◆ ABOUT THIS TASK
Transcribe the records underneath word for word, and leave no line out.

════════════════════

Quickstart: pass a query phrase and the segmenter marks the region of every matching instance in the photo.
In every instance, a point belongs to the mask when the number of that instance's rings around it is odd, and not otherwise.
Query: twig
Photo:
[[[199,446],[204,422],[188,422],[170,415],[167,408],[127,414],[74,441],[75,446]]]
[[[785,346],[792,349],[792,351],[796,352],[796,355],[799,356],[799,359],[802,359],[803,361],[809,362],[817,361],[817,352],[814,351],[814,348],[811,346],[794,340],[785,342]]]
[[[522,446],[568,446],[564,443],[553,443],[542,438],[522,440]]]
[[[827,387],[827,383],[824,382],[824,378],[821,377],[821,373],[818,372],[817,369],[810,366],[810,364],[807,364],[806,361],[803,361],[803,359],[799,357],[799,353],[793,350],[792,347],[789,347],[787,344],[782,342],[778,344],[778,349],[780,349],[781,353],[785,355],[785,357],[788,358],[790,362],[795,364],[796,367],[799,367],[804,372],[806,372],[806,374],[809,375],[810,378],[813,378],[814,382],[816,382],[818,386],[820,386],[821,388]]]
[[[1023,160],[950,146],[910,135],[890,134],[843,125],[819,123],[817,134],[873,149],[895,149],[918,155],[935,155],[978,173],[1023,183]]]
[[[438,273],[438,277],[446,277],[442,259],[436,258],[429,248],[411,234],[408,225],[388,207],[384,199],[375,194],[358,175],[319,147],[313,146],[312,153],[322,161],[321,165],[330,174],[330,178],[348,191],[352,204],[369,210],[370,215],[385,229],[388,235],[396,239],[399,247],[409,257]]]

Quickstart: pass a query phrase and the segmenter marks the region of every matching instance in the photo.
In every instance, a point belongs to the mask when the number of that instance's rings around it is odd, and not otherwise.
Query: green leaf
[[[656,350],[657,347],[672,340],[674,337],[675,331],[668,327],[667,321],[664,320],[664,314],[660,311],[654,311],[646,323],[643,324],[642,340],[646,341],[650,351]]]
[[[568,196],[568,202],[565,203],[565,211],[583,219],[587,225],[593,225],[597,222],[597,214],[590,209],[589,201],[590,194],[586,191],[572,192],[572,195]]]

════════════════════

◆ RESPONSE BOX
Quickstart: pass a query phrase and the segmenter marks the region of every matching instance in the photo.
In every instance, a point belongs to the mask when the number of that instance's rings around it is odd, and not otherwise.
Query: twig
Photo:
[[[199,446],[204,422],[188,422],[170,415],[167,408],[127,414],[74,441],[75,446]]]
[[[785,346],[792,349],[792,351],[796,352],[796,355],[799,356],[799,359],[802,359],[803,361],[809,362],[817,361],[817,352],[814,351],[814,348],[811,346],[794,340],[785,342]]]
[[[522,446],[568,446],[564,443],[553,443],[542,438],[522,440]]]
[[[827,387],[827,383],[824,382],[824,378],[821,377],[821,373],[818,372],[817,369],[810,366],[810,364],[807,364],[806,361],[803,361],[803,359],[799,357],[799,353],[793,350],[792,347],[789,347],[787,344],[782,342],[778,344],[778,349],[780,349],[781,353],[785,355],[785,357],[788,358],[790,362],[795,364],[796,367],[799,367],[804,372],[806,372],[806,374],[809,375],[810,378],[813,378],[814,382],[816,382],[818,386],[820,386],[821,388]]]
[[[1023,160],[950,146],[910,135],[890,134],[843,125],[819,123],[817,134],[873,149],[895,149],[918,155],[935,155],[978,173],[1023,183]]]
[[[438,273],[438,277],[446,277],[442,259],[436,258],[429,248],[411,234],[408,225],[388,207],[384,199],[375,194],[358,175],[319,147],[313,146],[312,153],[322,161],[321,165],[330,174],[330,178],[348,191],[352,204],[369,210],[370,215],[385,229],[388,235],[396,239],[399,247],[409,257]]]

Quickstart: pass a query phrase and the segmenter marks the region of every matching instance in the photo.
In every instance, a point belongs to the mask when the number of that instance's rings around it is odd, and not otherwise.
Query: green leaf
[[[656,350],[657,347],[672,340],[674,337],[675,331],[668,327],[667,321],[664,320],[664,314],[660,311],[654,311],[646,323],[643,324],[642,340],[646,341],[650,351]]]
[[[568,196],[568,202],[565,203],[565,211],[583,219],[587,225],[593,225],[597,222],[597,214],[590,209],[589,201],[590,194],[586,191],[572,192],[572,195]]]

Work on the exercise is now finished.